Selanjutnya Gibson (1996:355) menambahkan bahwa “valensi merupakan nilai yang diletakkan oleh seseorang pada berbagai hasil hasil (pengharapan atau hukuman)”.   Valensi merupakan kekuatan hasrat seseorang pegawai untuk mencapai tujuan kerja. Valensi lebih menguatkan pilihan seorang pegawai untuk suatu hasil jika seorang pegawai mempunyai keinginan yang kuat untuk suatu kemajuan suatu valensi dikatakan nihil, jika seorang pegawai tidak peduli akan pencapaian tujuan tertentu, dan valensi negatif adalah jika seorang pegawai lebih suka untuk tidak mencapai tujuan tertentu, akibatnya tidak ada motivasi kerja Sebaiknya valensi dikatakan positif, jika pegawai dapat memilih dan lebih menyenangi pencapaian tertentu.

--*--

→ **Rumusan Masalah**: Tuliskan ulang tanpa perubahan bagian teks tentang valensi di atas, mulai dari kata-kata "Selanjutnya Gibson (1996:355)" dan berhenti setelah kata-kata "menyenangi pencapaian tertentu.".

→ **Kutipan Data**:
--*--

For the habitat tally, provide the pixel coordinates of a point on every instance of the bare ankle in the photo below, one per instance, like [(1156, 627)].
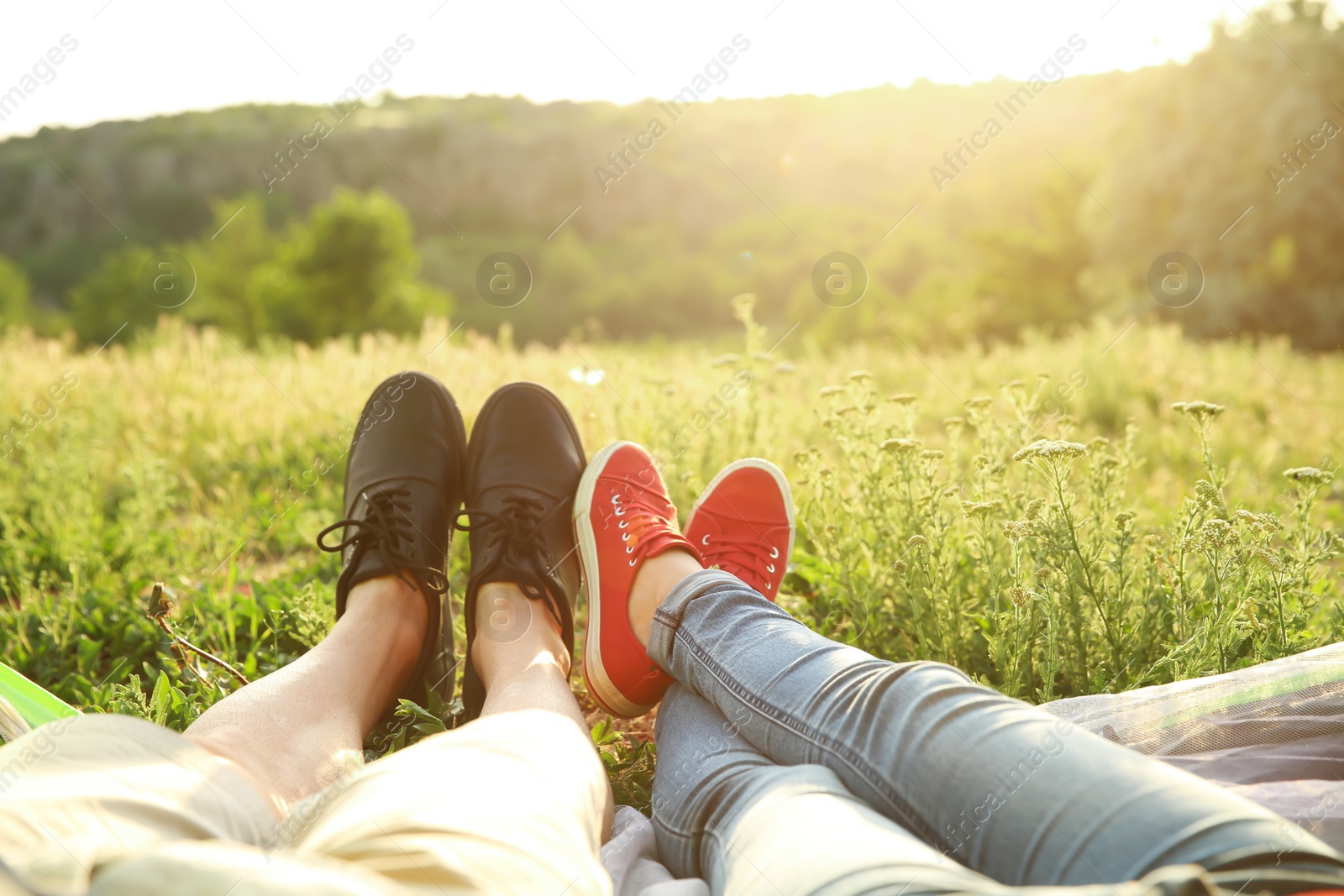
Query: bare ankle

--*--

→ **Penyelesaian**:
Selanjutnya Gibson (1996:355) menambahkan bahwa “valensi merupakan nilai yang diletakkan oleh seseorang pada berbagai hasil hasil (pengharapan atau hukuman)”.   Valensi merupakan kekuatan hasrat seseorang pegawai untuk mencapai tujuan kerja. Valensi lebih menguatkan pilihan seorang pegawai untuk suatu hasil jika seorang pegawai mempunyai keinginan yang kuat untuk suatu kemajuan suatu valensi dikatakan nihil, jika seorang pegawai tidak peduli akan pencapaian tujuan tertentu, dan valensi negatif adalah jika seorang pegawai lebih suka untuk tidak mencapai tujuan tertentu, akibatnya tidak ada motivasi kerja Sebaiknya valensi dikatakan positif, jika pegawai dapat memilih dan lebih menyenangi pencapaian tertentu.